__Supplied information__
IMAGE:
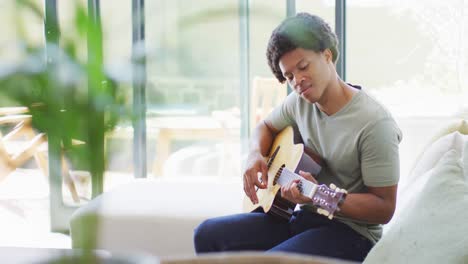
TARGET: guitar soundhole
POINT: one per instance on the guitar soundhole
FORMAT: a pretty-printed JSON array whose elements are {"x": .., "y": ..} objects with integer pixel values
[{"x": 278, "y": 174}]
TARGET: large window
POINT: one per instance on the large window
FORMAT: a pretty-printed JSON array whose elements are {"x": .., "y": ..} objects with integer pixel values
[{"x": 193, "y": 88}]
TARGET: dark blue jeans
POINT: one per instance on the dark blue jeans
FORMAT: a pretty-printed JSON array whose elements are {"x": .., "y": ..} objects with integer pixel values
[{"x": 305, "y": 233}]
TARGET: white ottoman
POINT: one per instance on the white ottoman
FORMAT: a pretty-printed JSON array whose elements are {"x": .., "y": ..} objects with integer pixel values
[{"x": 157, "y": 216}]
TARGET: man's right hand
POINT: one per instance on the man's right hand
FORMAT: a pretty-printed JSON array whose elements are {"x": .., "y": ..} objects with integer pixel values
[{"x": 255, "y": 166}]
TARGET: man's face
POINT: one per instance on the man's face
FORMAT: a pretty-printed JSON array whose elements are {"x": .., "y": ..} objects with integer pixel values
[{"x": 308, "y": 72}]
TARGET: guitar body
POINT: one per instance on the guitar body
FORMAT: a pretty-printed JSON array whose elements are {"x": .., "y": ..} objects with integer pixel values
[{"x": 290, "y": 156}]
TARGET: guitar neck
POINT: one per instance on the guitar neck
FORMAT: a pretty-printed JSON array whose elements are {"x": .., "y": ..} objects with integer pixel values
[{"x": 308, "y": 188}]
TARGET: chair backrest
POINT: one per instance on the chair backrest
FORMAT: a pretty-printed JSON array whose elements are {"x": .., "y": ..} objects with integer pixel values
[{"x": 267, "y": 93}]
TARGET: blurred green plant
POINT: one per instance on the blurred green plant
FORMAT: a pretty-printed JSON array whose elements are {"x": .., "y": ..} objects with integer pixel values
[{"x": 68, "y": 97}]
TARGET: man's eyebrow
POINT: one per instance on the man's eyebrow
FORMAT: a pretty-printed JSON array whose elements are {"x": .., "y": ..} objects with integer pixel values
[{"x": 297, "y": 65}]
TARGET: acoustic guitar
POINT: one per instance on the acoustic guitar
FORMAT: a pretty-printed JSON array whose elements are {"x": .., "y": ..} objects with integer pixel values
[{"x": 284, "y": 162}]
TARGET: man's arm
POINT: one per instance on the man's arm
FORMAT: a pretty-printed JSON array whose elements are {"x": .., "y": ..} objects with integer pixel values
[{"x": 377, "y": 206}]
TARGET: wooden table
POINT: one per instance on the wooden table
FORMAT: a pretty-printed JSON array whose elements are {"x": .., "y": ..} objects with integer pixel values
[{"x": 171, "y": 129}]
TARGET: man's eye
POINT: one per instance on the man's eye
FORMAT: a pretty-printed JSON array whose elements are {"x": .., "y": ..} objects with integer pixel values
[{"x": 304, "y": 67}]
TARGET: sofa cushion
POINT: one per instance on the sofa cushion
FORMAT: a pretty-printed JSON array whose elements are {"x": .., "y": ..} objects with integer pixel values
[
  {"x": 432, "y": 228},
  {"x": 156, "y": 216}
]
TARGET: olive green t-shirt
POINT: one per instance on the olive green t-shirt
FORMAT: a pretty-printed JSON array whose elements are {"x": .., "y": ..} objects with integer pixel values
[{"x": 359, "y": 145}]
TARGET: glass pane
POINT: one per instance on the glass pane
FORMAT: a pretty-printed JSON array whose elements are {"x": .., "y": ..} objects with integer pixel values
[
  {"x": 264, "y": 17},
  {"x": 322, "y": 8},
  {"x": 116, "y": 18},
  {"x": 193, "y": 91}
]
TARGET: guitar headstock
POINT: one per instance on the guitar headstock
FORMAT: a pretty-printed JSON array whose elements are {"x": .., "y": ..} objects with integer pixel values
[{"x": 328, "y": 199}]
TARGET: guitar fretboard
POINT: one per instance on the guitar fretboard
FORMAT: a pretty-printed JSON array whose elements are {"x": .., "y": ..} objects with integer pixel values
[{"x": 308, "y": 188}]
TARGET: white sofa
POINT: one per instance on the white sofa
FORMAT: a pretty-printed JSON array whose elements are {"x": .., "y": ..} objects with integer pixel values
[{"x": 158, "y": 216}]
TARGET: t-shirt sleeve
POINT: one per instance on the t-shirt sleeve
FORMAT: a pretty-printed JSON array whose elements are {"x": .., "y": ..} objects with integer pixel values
[
  {"x": 380, "y": 162},
  {"x": 284, "y": 114}
]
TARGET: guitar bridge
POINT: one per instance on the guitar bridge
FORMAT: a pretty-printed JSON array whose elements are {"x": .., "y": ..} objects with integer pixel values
[{"x": 278, "y": 174}]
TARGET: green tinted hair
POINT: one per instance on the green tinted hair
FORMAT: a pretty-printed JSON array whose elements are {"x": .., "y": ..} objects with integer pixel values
[{"x": 300, "y": 31}]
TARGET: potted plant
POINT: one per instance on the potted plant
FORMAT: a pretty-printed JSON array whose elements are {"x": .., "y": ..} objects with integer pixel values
[{"x": 69, "y": 98}]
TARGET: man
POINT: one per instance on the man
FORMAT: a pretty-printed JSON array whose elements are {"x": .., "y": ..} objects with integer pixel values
[{"x": 356, "y": 137}]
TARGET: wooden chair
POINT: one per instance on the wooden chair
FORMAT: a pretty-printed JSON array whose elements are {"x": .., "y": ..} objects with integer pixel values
[{"x": 20, "y": 143}]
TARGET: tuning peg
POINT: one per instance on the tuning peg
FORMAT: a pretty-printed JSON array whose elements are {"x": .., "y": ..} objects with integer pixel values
[{"x": 323, "y": 212}]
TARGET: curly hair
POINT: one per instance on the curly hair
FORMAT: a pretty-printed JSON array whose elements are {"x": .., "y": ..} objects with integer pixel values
[{"x": 300, "y": 31}]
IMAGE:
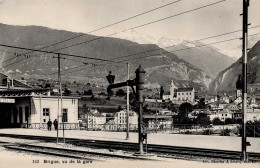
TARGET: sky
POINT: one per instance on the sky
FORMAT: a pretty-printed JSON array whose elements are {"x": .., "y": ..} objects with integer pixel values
[{"x": 87, "y": 15}]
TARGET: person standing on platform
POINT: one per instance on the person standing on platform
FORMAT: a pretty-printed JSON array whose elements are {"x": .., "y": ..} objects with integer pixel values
[
  {"x": 55, "y": 123},
  {"x": 49, "y": 125}
]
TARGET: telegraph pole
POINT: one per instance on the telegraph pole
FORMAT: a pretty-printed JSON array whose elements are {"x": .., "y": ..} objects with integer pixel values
[
  {"x": 244, "y": 74},
  {"x": 60, "y": 97},
  {"x": 127, "y": 105},
  {"x": 40, "y": 98},
  {"x": 156, "y": 120}
]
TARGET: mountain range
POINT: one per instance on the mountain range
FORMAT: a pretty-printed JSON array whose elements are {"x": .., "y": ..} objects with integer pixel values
[
  {"x": 205, "y": 57},
  {"x": 226, "y": 80}
]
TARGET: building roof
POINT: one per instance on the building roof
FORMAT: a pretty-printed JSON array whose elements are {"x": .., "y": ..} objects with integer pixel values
[
  {"x": 158, "y": 116},
  {"x": 185, "y": 89},
  {"x": 16, "y": 83}
]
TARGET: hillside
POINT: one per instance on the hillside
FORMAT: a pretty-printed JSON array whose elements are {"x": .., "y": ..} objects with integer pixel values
[
  {"x": 225, "y": 81},
  {"x": 160, "y": 68},
  {"x": 207, "y": 58}
]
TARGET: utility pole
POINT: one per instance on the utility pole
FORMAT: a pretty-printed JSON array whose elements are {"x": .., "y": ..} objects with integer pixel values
[
  {"x": 156, "y": 124},
  {"x": 139, "y": 83},
  {"x": 244, "y": 74},
  {"x": 40, "y": 98},
  {"x": 60, "y": 97},
  {"x": 58, "y": 111},
  {"x": 127, "y": 105}
]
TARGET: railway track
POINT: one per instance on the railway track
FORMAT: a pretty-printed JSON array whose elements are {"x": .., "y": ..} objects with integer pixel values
[
  {"x": 69, "y": 153},
  {"x": 160, "y": 150}
]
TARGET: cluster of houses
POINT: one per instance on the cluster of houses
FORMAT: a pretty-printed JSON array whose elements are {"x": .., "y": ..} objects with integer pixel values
[{"x": 94, "y": 120}]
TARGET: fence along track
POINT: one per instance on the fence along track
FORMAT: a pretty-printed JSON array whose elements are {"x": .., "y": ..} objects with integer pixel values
[{"x": 70, "y": 153}]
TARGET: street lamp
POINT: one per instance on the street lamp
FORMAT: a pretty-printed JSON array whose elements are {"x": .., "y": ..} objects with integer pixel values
[{"x": 110, "y": 78}]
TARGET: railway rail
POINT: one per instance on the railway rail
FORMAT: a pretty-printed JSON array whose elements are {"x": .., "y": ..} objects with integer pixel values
[{"x": 160, "y": 150}]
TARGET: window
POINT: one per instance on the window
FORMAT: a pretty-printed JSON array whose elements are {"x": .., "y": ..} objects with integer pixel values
[{"x": 64, "y": 115}]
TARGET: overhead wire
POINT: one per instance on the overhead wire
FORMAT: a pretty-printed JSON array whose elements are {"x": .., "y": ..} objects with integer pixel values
[
  {"x": 203, "y": 45},
  {"x": 192, "y": 10}
]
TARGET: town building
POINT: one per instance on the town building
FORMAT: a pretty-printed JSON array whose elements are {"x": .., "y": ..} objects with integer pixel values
[
  {"x": 121, "y": 118},
  {"x": 24, "y": 106},
  {"x": 94, "y": 120},
  {"x": 157, "y": 122}
]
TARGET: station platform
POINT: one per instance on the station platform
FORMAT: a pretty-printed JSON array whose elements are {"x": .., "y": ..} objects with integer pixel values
[{"x": 197, "y": 141}]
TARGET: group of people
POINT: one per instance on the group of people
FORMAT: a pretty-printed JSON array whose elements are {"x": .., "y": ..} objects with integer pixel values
[{"x": 55, "y": 123}]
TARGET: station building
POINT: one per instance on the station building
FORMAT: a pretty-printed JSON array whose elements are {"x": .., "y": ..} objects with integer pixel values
[
  {"x": 180, "y": 94},
  {"x": 24, "y": 106}
]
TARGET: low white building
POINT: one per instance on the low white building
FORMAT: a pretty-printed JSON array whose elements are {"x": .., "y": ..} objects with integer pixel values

__Task to carry out__
Each line holding "backrest" should be copied from the material above.

__Response area__
TARGET: chair backrest
POINT: one per instance on the chair backrest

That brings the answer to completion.